● **Supplied entries**:
** BEGIN **

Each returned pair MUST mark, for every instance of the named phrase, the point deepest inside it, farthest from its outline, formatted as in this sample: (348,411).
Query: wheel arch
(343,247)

** END **
** BEGIN **

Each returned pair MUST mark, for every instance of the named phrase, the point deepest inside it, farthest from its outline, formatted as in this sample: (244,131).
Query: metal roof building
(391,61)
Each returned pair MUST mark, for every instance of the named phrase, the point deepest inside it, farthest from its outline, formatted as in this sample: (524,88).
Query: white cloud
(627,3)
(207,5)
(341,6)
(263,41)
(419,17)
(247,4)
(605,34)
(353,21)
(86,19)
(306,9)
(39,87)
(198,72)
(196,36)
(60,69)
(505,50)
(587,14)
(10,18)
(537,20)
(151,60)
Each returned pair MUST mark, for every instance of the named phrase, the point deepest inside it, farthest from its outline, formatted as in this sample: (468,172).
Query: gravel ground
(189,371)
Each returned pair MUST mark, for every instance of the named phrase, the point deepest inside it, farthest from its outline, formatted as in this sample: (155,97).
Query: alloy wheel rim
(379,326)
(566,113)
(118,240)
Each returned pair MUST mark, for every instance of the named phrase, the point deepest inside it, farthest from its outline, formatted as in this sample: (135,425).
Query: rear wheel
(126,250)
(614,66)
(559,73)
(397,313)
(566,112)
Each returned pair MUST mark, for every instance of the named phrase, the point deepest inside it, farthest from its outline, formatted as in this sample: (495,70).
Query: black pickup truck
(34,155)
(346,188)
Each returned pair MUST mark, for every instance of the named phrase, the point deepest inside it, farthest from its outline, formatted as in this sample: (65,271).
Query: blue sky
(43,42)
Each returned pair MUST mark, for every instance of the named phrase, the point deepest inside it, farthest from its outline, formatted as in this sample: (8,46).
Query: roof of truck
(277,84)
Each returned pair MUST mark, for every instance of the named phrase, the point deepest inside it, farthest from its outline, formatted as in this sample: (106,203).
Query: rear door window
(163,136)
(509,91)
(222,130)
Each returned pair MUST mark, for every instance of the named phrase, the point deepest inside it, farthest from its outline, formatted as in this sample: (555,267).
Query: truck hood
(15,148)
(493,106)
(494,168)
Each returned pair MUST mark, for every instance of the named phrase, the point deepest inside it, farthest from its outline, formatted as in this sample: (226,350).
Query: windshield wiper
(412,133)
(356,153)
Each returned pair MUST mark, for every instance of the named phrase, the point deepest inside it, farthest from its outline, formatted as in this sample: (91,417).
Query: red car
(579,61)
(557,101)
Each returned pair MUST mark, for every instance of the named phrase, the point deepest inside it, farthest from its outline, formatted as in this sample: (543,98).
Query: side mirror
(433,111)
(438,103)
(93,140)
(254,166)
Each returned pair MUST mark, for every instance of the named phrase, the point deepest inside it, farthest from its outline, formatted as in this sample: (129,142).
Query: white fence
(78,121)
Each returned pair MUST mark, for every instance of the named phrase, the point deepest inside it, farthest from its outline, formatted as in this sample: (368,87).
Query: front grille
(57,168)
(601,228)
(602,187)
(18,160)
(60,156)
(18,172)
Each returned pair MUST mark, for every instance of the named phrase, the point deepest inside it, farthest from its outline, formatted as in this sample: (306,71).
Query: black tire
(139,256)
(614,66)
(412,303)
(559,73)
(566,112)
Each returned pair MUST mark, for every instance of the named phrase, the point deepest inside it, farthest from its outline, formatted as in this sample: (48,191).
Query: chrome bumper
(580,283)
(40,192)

** END **

● **Challenge**:
Give only the number of lines in the material above that contain the word "wheel". Count a match only when the case is the same.

● **Response to this exercise**:
3